Petunjuk Tugas
Tulis ulang tanpa perubahan bagian kutipan tentang pemakzulan di bawah ini, dari "Pilih mana, pemakzulan" sampai "pejabat politik lainnya.".

Pilih mana, pemakzulan ataukah pengunduran diri ketika Presiden atau Pejabat Politik lainnya merasa tidak mampu menjalankan tugasnya karena terbukti tidak amanah dan tidak lagi dipercaya (distrust) oleh rakyatnya atau dengan kata lain telah terjadi mosi tidak percaya? Keduanya sama-sama konstitusional, namun yang terpenting adalah terpenuhi syarat-syarat bukan hanya yang bersifat legal tetapi juga moral sehingga jauh dari kesan perbuatan makar terhadap Presiden dan Wakil Presiden atau pejabat politik lainnya.

Data
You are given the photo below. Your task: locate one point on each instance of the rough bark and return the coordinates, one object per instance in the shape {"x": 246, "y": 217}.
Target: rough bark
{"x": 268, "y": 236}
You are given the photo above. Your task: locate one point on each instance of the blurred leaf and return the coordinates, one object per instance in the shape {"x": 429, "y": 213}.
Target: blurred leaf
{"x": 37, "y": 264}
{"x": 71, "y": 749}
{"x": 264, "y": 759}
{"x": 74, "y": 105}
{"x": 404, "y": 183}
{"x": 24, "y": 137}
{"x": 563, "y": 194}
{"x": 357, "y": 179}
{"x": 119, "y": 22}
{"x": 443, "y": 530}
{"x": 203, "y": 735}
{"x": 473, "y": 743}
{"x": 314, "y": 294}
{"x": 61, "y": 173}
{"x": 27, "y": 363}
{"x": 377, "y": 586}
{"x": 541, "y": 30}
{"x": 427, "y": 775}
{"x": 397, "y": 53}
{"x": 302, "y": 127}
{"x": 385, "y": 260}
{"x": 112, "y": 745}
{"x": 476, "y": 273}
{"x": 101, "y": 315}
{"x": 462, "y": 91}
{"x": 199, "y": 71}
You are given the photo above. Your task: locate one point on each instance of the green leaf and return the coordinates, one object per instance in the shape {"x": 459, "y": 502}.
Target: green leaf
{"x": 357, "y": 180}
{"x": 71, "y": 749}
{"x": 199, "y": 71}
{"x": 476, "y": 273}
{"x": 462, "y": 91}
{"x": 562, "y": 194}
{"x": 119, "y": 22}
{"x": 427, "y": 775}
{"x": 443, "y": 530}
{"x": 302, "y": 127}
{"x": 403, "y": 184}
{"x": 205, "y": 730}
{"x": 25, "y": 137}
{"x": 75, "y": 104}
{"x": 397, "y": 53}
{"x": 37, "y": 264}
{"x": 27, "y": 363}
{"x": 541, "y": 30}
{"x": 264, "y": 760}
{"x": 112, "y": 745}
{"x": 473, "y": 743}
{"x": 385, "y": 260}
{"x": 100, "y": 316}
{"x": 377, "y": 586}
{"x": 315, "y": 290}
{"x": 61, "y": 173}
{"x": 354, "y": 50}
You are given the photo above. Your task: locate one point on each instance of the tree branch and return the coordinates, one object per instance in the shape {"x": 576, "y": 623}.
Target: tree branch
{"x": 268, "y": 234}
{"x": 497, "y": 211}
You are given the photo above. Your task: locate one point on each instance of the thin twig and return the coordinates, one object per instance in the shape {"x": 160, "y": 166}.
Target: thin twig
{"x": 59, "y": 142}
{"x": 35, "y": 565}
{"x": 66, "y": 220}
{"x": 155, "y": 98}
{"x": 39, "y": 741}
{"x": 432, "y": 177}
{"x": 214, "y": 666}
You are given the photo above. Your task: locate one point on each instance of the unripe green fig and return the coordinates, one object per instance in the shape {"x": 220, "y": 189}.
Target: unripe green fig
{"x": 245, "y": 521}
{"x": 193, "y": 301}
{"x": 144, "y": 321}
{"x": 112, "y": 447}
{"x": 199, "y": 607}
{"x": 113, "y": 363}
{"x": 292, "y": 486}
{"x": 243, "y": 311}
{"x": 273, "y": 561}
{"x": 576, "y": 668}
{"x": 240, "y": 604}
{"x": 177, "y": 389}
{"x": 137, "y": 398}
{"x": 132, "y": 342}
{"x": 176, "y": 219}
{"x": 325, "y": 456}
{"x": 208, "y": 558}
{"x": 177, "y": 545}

Ruang Jawaban
Pilih mana, pemakzulan ataukah pengunduran diri ketika Presiden atau Pejabat Politik lainnya merasa tidak mampu menjalankan tugasnya karena terbukti tidak amanah dan tidak lagi dipercaya (distrust) oleh rakyatnya atau dengan kata lain telah terjadi mosi tidak percaya? Keduanya sama-sama konstitusional, namun yang terpenting adalah terpenuhi syarat-syarat bukan hanya yang bersifat legal tetapi juga moral sehingga jauh dari kesan perbuatan makar terhadap Presiden dan Wakil Presiden atau pejabat politik lainnya.